- _ASSIGNED TASK_:
This exercise calls for all the entries that follow to be set down exactly, without their images.

Top of DATASET CONTENT

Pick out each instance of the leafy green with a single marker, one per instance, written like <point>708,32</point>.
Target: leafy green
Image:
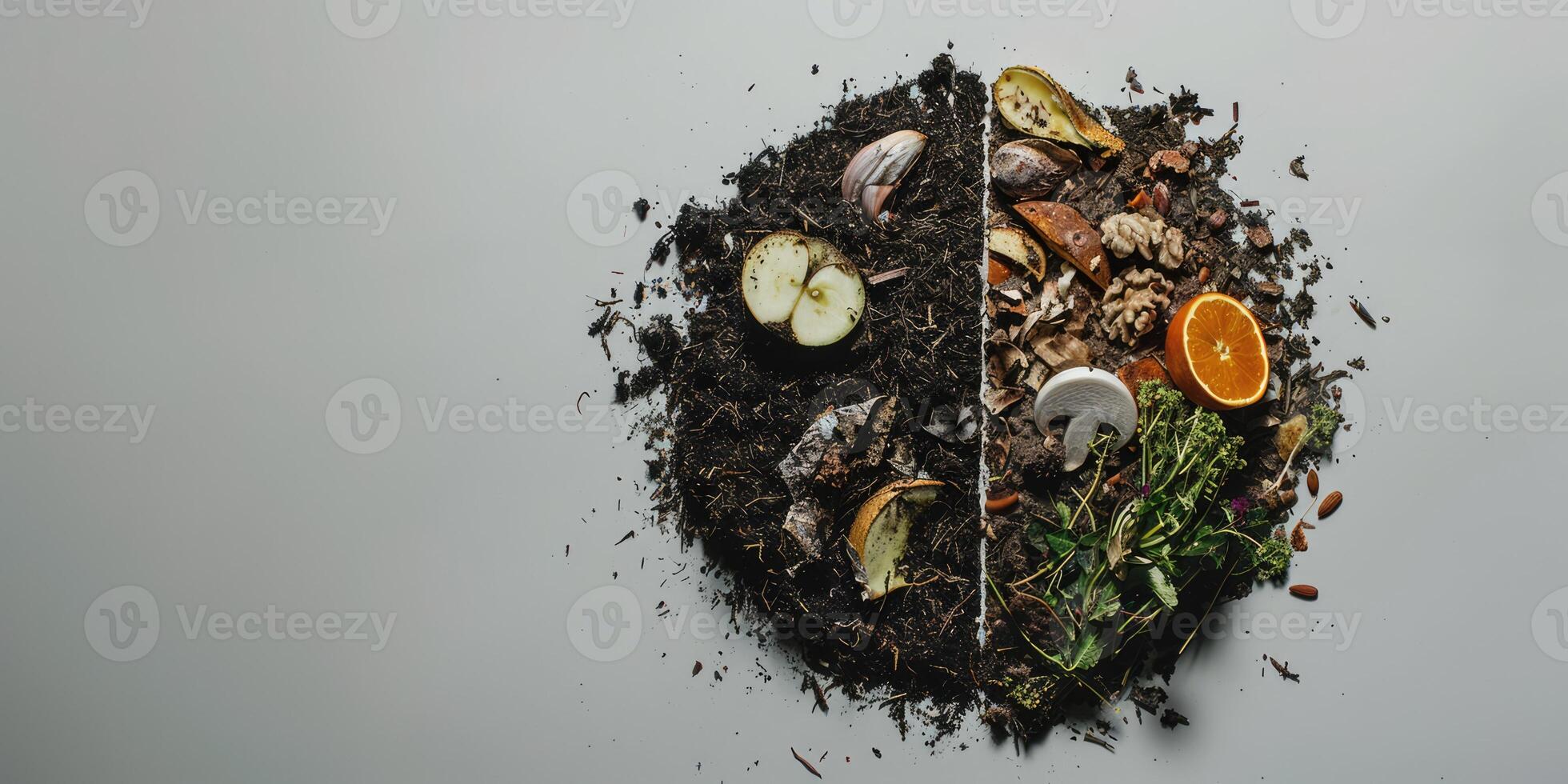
<point>1322,424</point>
<point>1272,557</point>
<point>1109,571</point>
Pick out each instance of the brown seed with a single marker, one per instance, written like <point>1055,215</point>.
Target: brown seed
<point>1169,162</point>
<point>999,502</point>
<point>1162,199</point>
<point>1330,504</point>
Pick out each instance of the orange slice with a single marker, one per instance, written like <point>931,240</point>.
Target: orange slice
<point>1215,353</point>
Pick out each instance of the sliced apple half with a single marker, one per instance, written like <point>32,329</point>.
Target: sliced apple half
<point>1035,104</point>
<point>802,287</point>
<point>882,532</point>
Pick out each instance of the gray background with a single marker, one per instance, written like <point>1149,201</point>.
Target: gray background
<point>1440,129</point>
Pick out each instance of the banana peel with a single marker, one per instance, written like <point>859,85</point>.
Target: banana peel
<point>882,532</point>
<point>1035,104</point>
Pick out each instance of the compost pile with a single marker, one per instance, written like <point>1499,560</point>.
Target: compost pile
<point>855,439</point>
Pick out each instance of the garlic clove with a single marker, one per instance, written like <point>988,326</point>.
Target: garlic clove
<point>1089,398</point>
<point>877,170</point>
<point>874,198</point>
<point>1030,168</point>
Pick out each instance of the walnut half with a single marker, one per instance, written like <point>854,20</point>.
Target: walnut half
<point>1145,233</point>
<point>1133,303</point>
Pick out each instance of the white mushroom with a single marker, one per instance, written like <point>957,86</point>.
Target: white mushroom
<point>1089,398</point>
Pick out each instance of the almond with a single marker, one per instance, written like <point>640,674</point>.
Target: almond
<point>1330,504</point>
<point>1001,501</point>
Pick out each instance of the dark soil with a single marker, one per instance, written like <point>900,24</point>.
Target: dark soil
<point>739,397</point>
<point>1027,692</point>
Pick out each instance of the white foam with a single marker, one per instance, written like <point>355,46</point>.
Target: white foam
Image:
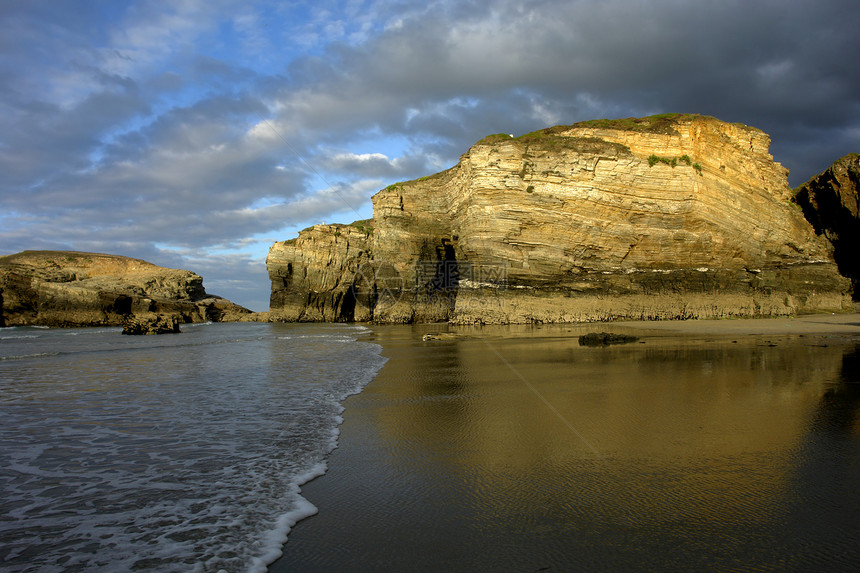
<point>189,452</point>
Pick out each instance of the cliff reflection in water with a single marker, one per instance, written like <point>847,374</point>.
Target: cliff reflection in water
<point>709,453</point>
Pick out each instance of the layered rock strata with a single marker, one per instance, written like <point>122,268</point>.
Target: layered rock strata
<point>666,217</point>
<point>64,288</point>
<point>831,203</point>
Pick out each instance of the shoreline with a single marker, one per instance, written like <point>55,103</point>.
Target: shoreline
<point>402,480</point>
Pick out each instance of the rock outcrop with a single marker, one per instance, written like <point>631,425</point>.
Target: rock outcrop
<point>65,288</point>
<point>665,217</point>
<point>831,203</point>
<point>155,324</point>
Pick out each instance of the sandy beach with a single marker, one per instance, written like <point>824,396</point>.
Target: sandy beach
<point>704,445</point>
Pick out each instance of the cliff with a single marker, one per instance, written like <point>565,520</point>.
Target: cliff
<point>831,203</point>
<point>665,217</point>
<point>65,288</point>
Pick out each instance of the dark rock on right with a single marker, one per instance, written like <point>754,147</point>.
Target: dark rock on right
<point>605,339</point>
<point>831,204</point>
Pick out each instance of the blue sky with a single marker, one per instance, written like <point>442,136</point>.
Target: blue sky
<point>194,133</point>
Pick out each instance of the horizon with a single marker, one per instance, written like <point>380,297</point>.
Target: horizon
<point>195,135</point>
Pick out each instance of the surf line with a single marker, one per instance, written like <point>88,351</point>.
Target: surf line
<point>543,399</point>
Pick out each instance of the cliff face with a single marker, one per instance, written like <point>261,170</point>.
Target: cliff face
<point>654,218</point>
<point>831,203</point>
<point>64,288</point>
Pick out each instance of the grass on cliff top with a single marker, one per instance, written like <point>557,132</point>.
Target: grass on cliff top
<point>549,139</point>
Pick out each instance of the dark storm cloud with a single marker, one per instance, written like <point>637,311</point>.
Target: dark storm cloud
<point>200,125</point>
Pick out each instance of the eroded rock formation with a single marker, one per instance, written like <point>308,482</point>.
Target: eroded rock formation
<point>666,217</point>
<point>64,288</point>
<point>831,203</point>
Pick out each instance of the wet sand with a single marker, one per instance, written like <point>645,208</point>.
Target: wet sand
<point>705,445</point>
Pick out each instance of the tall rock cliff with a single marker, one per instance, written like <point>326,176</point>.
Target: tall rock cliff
<point>831,202</point>
<point>664,217</point>
<point>65,288</point>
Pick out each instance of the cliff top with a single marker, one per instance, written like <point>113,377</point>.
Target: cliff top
<point>95,264</point>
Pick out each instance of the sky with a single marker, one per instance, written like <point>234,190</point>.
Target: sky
<point>195,133</point>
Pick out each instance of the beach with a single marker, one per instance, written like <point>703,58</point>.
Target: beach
<point>704,445</point>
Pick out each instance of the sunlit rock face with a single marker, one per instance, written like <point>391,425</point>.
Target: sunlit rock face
<point>831,203</point>
<point>66,288</point>
<point>666,217</point>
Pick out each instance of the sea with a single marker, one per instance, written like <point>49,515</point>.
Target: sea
<point>181,452</point>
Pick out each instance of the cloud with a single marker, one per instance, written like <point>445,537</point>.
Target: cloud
<point>185,132</point>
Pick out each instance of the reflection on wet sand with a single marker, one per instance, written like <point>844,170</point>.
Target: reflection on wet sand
<point>712,453</point>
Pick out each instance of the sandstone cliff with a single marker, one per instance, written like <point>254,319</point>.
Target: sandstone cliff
<point>831,202</point>
<point>665,217</point>
<point>64,288</point>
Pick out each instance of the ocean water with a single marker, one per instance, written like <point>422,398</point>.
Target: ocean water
<point>167,453</point>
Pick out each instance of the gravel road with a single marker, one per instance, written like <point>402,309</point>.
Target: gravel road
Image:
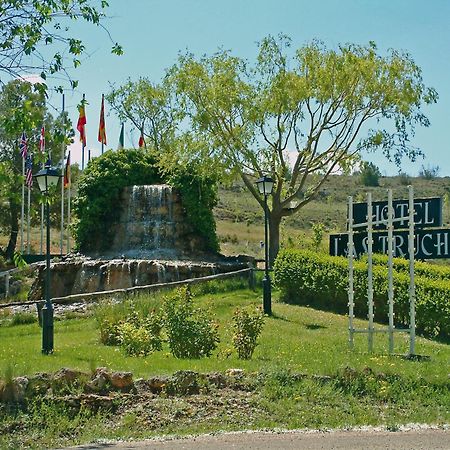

Bottom of DATASET CONTENT

- _WRITTEN ANSWER_:
Pick out each instance of the leafy green with a single marker, one per instance, written like <point>708,32</point>.
Target: leafy green
Image:
<point>1322,424</point>
<point>1272,557</point>
<point>1109,571</point>
Pick out each instance of the brown seed with a single marker, one per instance, written like <point>1055,215</point>.
Target: brown seed
<point>1169,162</point>
<point>999,502</point>
<point>1162,199</point>
<point>1330,504</point>
Pick out each instance of the orange slice with a single marker, one per instance, written like <point>931,240</point>.
Target: orange slice
<point>1215,353</point>
Pick out each instance of the sliced apple half with a single marker, one per instance, written like <point>32,329</point>.
Target: sliced apple half
<point>1035,104</point>
<point>802,287</point>
<point>882,532</point>
Pick out each instance of the gray background with a single marker, one per instance, written like <point>1149,201</point>.
Target: gray background
<point>1440,129</point>
Pick out each instance of the banana peel with a single marker, one per instance, written like <point>859,85</point>.
Target: banana peel
<point>882,532</point>
<point>1035,104</point>
Pick out each instance of the compost pile with a single marker, one per instance, written like <point>1499,560</point>.
Target: compost pile
<point>855,439</point>
Pick out each instance of the garlic clove with a single marker, one per instance, written like <point>988,326</point>.
Target: garlic clove
<point>1089,398</point>
<point>877,170</point>
<point>874,198</point>
<point>1030,168</point>
Pick out each instance of the walnut half with a single marker, one per instance, written like <point>854,20</point>.
Target: walnut half
<point>1145,233</point>
<point>1133,303</point>
Pick out each instance of the white mushroom with a single marker, one per instance, written like <point>957,86</point>.
Target: white mushroom
<point>1089,398</point>
Pick out each instance of the almond with a single marker, one per instance, written like <point>640,674</point>.
Target: almond
<point>1330,504</point>
<point>1001,501</point>
Pick out each instance of the dark soil with a single marker, one per instance, written like <point>900,24</point>.
Target: dark soil
<point>739,397</point>
<point>1027,692</point>
Pick out each instance of the white foam with a single marker, one per instance, written like <point>355,46</point>.
Target: white foam
Image:
<point>189,452</point>
Pick out each instance of the cliff reflection in water with a single marker, one per instance, written like <point>847,374</point>.
Target: cliff reflection in water
<point>709,453</point>
Pick out each instance of the layered rock strata with a single marker, one per instance, written like <point>122,268</point>.
Target: layered rock strata
<point>666,217</point>
<point>64,288</point>
<point>831,203</point>
Pick out each instance of the shoreline with a single marker, one per instance, written like <point>55,103</point>.
Target: shoreline
<point>402,480</point>
Pick out each instance of the rock outcrop with a single marker, one per instance, written like <point>631,425</point>.
Target: rock outcrop
<point>65,288</point>
<point>665,217</point>
<point>831,203</point>
<point>155,324</point>
Pick out each instance of the sandy beach with a single marker, one per instance, written like <point>824,396</point>.
Target: sandy beach
<point>704,445</point>
Pick out each instance of the cliff with a single marker, one per instance, written like <point>565,520</point>.
Target: cliff
<point>831,203</point>
<point>665,217</point>
<point>65,288</point>
Pick out each instance of the dark rock on right with a single marker, one per instance, written like <point>754,147</point>.
Target: dark rock on right
<point>605,339</point>
<point>831,204</point>
Pick out each instance of the blue sky with a single marker, one per instance, written like <point>442,136</point>.
Target: blue sky
<point>194,133</point>
Pick out each instance of the horizon with a single marker, one per instance, written like <point>380,297</point>.
Target: horizon
<point>195,135</point>
Pick out each instance of the surf line with a single marker, one per instance, written like <point>88,351</point>.
Target: surf line
<point>543,399</point>
Pick out each instance of the cliff face with a single marker, one per instance, written like <point>261,170</point>.
Target: cliff face
<point>654,218</point>
<point>831,203</point>
<point>64,288</point>
Pick out each instance of the grass on cliff top with a single marker, one per instance, written like <point>557,132</point>.
Target: grass on cliff top
<point>549,139</point>
Pick out each instance of the dark storm cloud with a single marker, one per instance, written like <point>637,311</point>.
Target: dark storm cloud
<point>200,125</point>
Pick out each instance of the eroded rock formation with a single marker, one per instance, written like <point>308,482</point>.
Target: eroded rock formation
<point>666,217</point>
<point>64,288</point>
<point>831,203</point>
Pick out each instance of the wet sand with a single marker, one per instance, written like <point>645,208</point>.
Target: wet sand
<point>705,445</point>
Pick out each instance of the tall rock cliff with a single marker, one per instance, written like <point>326,176</point>.
Target: tall rock cliff
<point>831,202</point>
<point>664,217</point>
<point>65,288</point>
Pick out each instance of the cliff top with a single marker, one per instance, written like <point>113,377</point>.
Target: cliff top
<point>95,264</point>
Pick out each instance of the sky with a single marker, one per instance, written like <point>234,190</point>.
Target: sky
<point>195,133</point>
Pick out each instance of the beach with a single marker, one per instance, written like <point>703,58</point>.
Target: beach
<point>704,445</point>
Pick out each instance of the sunlit rock face with a single marker, one per instance, written like <point>391,425</point>.
Target: sunlit rock face
<point>831,203</point>
<point>66,288</point>
<point>666,217</point>
Pick out each instance of the sea with a single marker, one per instance, written like <point>49,515</point>.
Target: sea
<point>181,452</point>
Pick out each instance of the cloud with a single marker, one per instance, written like <point>445,537</point>.
Target: cloud
<point>185,132</point>
Pick out each instance of the reflection on wet sand with a single marker, one per instance, written like <point>844,170</point>.
Target: reflection on wet sand
<point>712,453</point>
Pick out each instance of the sandstone cliff with a single marker, one per instance, written like <point>254,319</point>.
Target: sandstone cliff
<point>831,202</point>
<point>665,217</point>
<point>64,288</point>
Pick out each instance of the ocean water with a single marker, one per instance, written like <point>422,398</point>.
Target: ocean water
<point>167,453</point>
Pick out each instance of the gravel road with a single marker, one per instance, written like <point>402,309</point>.
Target: gravel road
Image:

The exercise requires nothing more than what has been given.